### [INSTRUCTION]
Exactly repeat the material, dropping every picture from the copy.

═════ SUPPLIED ENTRIES ═════

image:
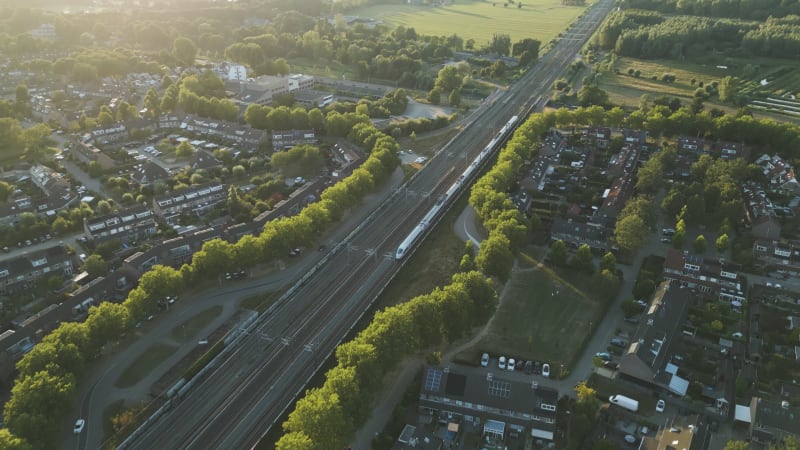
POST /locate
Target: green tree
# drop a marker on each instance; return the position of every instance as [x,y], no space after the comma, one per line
[608,262]
[295,440]
[184,50]
[10,442]
[184,150]
[603,444]
[631,232]
[558,253]
[582,259]
[699,245]
[722,243]
[95,266]
[35,404]
[494,256]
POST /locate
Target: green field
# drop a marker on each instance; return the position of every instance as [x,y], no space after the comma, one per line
[190,327]
[627,90]
[542,317]
[141,366]
[538,19]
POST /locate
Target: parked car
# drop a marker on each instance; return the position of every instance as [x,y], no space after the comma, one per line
[617,342]
[605,356]
[528,367]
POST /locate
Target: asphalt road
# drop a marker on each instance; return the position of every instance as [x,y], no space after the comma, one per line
[258,379]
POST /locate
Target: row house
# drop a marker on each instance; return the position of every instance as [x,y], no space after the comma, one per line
[760,213]
[712,277]
[22,272]
[502,406]
[197,200]
[87,153]
[783,255]
[648,359]
[225,131]
[289,138]
[129,225]
[599,136]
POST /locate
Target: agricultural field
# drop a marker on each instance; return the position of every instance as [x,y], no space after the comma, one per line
[774,98]
[479,20]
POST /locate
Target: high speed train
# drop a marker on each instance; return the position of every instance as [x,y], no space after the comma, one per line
[454,189]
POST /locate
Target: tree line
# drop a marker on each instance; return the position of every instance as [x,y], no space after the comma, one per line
[46,384]
[648,34]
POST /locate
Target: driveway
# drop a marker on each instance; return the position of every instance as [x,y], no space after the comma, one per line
[97,391]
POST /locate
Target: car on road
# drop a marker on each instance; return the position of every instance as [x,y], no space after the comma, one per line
[235,275]
[617,342]
[605,356]
[79,424]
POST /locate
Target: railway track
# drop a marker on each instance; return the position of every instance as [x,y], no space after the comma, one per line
[252,387]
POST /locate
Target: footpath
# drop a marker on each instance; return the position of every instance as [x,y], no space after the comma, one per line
[97,390]
[465,228]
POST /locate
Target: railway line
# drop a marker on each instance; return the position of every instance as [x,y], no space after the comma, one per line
[251,388]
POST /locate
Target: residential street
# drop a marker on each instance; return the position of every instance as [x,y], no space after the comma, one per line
[96,390]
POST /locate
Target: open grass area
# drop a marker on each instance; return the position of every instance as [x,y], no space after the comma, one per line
[542,317]
[627,90]
[141,366]
[190,327]
[432,265]
[479,20]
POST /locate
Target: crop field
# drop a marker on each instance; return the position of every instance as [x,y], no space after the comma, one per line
[479,20]
[782,80]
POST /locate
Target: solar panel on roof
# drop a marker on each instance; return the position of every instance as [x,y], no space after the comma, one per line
[499,388]
[433,380]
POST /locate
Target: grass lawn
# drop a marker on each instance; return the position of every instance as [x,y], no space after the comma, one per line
[431,266]
[627,90]
[542,317]
[141,366]
[191,326]
[538,19]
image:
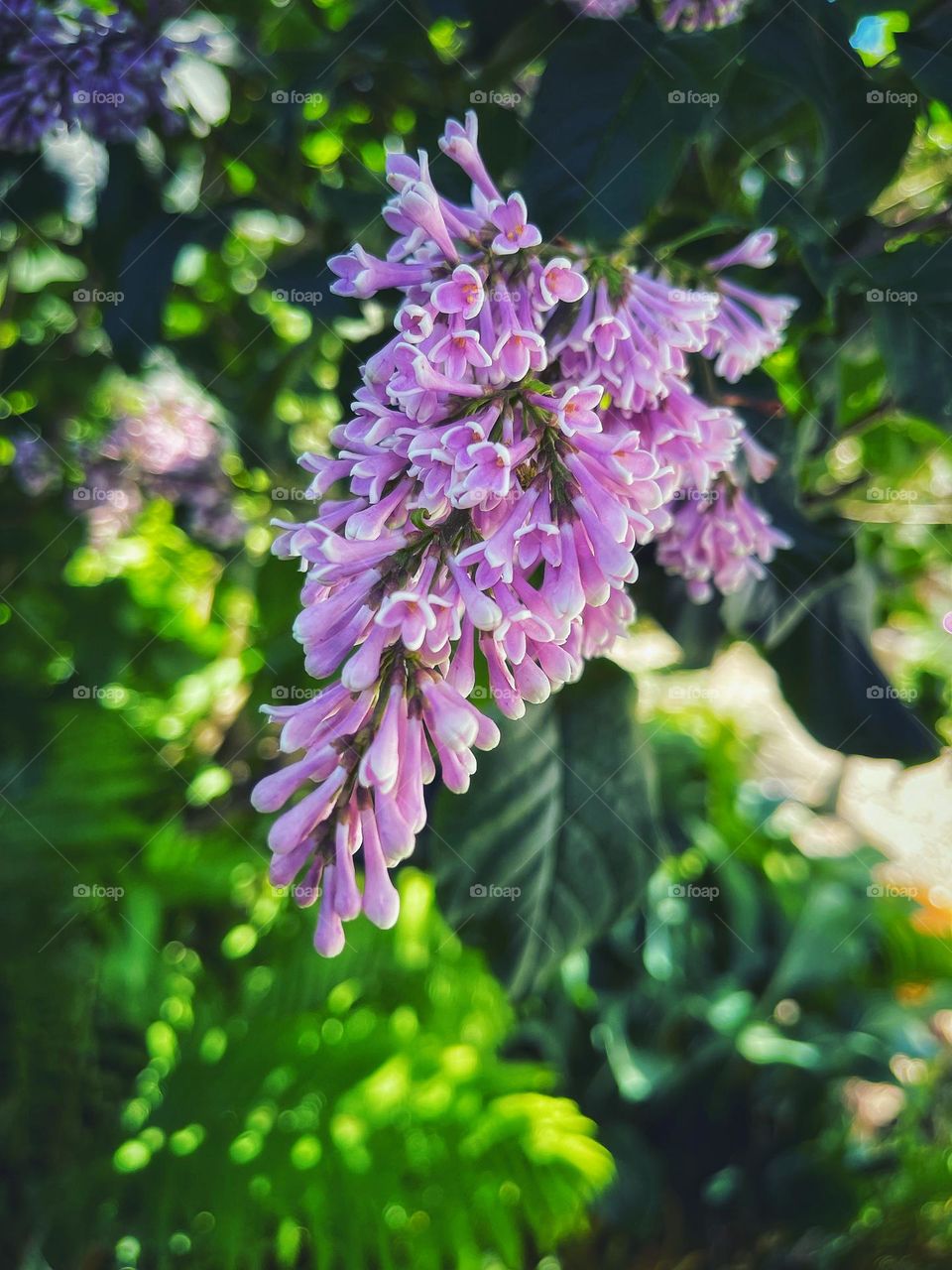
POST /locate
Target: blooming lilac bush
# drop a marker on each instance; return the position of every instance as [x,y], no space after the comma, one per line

═════

### [THE RESPONSE]
image:
POST /locate
Target: green tree
# drop a marker on each instance; return the position of every instance as [x,y], no space after the comma, one per line
[608,262]
[295,440]
[184,50]
[10,442]
[184,150]
[603,444]
[631,232]
[558,253]
[582,259]
[699,245]
[722,243]
[95,266]
[35,404]
[494,256]
POST /locate
Target: green field
# drop a marker on each instance; return the position of every instance as [x,y], no space after the comma, one per line
[190,327]
[627,90]
[542,317]
[141,366]
[538,19]
POST /locate
Target: parked car
# drop a marker on each instance; return the position of every instance as [x,y], no space after the comma, one per line
[617,342]
[605,356]
[528,367]
POST /locate
Target: asphalt road
# drop a marker on each instance; return the position of every instance as [x,y], no space after the comma, one per line
[258,379]
POST /locate
Target: row house
# drop a marker on each instance; return the position of every instance as [x,y], no space after the comma, one per line
[760,213]
[712,277]
[22,272]
[502,406]
[197,200]
[87,153]
[783,255]
[648,359]
[225,131]
[289,138]
[129,225]
[599,136]
POST /locate
Target: agricultural field
# drop a marker on each instance; return the position of every instance as [x,y], no space after the comma, one per line
[774,98]
[479,20]
POST /locate
Target: high speed train
# drop a marker on each instance; return the position of every instance as [x,y], no space after the comma, one per line
[454,189]
POST /locate
Target: tree line
# drop a marker on each instance; return the position of every instance as [x,y], no space after the comma, one per line
[46,384]
[648,34]
POST /locate
Target: driveway
# drop a marker on each instance; return the position of every instance as [x,y], no space after the comma, one per line
[97,391]
POST /locate
Target: car on road
# drop a marker on each instance; return the position of every instance as [x,y], no space after the comma, one per line
[235,275]
[617,342]
[605,356]
[79,424]
POST /locate
Target: railway track
# drop a marker on each instance; return the position of every instance as [x,y], no space after the comma, one per line
[252,387]
POST /locate
Target: footpath
# drop a marker on each instance; return the position of every instance as [x,y], no space after the comma, one per line
[97,390]
[465,228]
POST /locate
Target: railway line
# drop a marker on each instance; return the position of every instance as [x,y], no space after the comma, one per line
[251,388]
POST /locate
Target: residential street
# drop a marker on each instance; return the position of every instance as [x,y], no space after the comma, one per line
[96,390]
POST /locate
Target: open grass area
# drop a marker on each instance; return the position of every instance as [x,y], no space after the comma, one per line
[542,317]
[627,90]
[141,366]
[190,327]
[432,265]
[479,20]
POST /locate
Target: crop field
# drop a marker on each instance; return the position of every instance as [x,y], no space after the comma, one per line
[479,20]
[782,80]
POST /locate
Target: solar panel on roof
# drop a marker on each instance; return the position of every instance as [x,y], no space after the comma, one per line
[499,388]
[433,380]
POST /locate
Target: grass lawn
# drop a marker on each instance; return the position of every instance as [x,y], no space after the comma, one per line
[431,266]
[627,90]
[542,317]
[141,366]
[191,326]
[538,19]
image:
POST /locate
Target: blooming lilac bush
# drop a marker on each instance; return the position of every instance as [x,y], no space after the comma, one per line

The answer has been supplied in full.